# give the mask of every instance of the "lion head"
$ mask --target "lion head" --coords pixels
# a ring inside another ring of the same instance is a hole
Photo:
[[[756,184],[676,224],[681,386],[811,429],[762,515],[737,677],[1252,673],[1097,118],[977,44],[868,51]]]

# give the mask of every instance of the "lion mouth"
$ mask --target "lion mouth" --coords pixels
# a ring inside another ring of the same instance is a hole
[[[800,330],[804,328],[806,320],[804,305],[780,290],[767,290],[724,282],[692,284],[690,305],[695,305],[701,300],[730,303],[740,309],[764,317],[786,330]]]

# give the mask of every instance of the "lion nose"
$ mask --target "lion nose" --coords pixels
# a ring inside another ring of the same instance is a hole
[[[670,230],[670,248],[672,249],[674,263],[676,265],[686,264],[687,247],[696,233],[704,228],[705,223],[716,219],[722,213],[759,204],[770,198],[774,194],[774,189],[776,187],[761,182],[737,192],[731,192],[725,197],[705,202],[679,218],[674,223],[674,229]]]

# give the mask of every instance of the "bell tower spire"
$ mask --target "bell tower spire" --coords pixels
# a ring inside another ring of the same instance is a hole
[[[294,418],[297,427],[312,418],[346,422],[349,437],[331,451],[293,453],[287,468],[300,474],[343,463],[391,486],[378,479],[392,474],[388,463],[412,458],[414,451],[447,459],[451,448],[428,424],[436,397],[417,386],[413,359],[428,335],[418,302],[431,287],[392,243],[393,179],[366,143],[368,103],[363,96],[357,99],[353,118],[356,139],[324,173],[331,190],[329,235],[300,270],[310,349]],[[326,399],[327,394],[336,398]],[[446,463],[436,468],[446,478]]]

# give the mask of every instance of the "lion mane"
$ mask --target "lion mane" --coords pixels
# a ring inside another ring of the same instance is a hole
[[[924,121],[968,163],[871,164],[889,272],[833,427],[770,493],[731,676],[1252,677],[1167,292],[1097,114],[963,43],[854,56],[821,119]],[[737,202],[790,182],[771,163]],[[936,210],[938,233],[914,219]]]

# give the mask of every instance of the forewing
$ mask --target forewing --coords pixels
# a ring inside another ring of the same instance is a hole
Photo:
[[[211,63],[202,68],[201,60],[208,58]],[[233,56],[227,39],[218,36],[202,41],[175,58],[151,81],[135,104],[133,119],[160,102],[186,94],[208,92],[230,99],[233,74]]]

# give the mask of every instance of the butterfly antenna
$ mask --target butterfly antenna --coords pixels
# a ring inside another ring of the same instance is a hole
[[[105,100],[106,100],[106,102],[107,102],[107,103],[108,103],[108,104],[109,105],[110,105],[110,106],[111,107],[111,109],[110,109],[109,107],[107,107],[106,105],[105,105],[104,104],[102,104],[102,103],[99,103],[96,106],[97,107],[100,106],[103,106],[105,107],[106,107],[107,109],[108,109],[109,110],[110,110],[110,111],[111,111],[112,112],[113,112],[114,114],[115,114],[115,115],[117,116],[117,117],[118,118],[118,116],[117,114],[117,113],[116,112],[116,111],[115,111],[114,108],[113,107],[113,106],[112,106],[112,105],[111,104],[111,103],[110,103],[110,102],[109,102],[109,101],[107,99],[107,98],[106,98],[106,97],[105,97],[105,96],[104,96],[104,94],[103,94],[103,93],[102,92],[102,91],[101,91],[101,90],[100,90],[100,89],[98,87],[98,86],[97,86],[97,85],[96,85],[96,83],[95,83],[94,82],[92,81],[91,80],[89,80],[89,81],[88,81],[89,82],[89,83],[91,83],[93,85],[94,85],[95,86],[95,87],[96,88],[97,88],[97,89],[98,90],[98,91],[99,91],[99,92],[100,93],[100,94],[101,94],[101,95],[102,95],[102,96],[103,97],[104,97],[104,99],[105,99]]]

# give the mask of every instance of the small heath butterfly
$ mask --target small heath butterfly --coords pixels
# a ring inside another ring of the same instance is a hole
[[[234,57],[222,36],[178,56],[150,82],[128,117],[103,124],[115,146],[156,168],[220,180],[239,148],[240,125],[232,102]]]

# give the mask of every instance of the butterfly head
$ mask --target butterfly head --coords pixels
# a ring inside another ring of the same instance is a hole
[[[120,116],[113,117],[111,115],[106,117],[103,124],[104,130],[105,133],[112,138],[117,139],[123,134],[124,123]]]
※
• _What is expected_: Please render as a JSON list of strings the lines starting with the line that contains "# give the mask of every instance of the butterfly head" and going on through the end of the records, one string per line, with blank lines left out.

• _Result of this task_:
[
  "# give the mask of every instance of the butterfly head",
  "$ mask --target butterfly head --coords pixels",
  "# a ring inside another ring of the same instance is a hole",
  "[[[120,116],[113,117],[111,115],[106,117],[103,124],[104,130],[105,133],[112,138],[117,139],[123,134],[124,123]]]"
]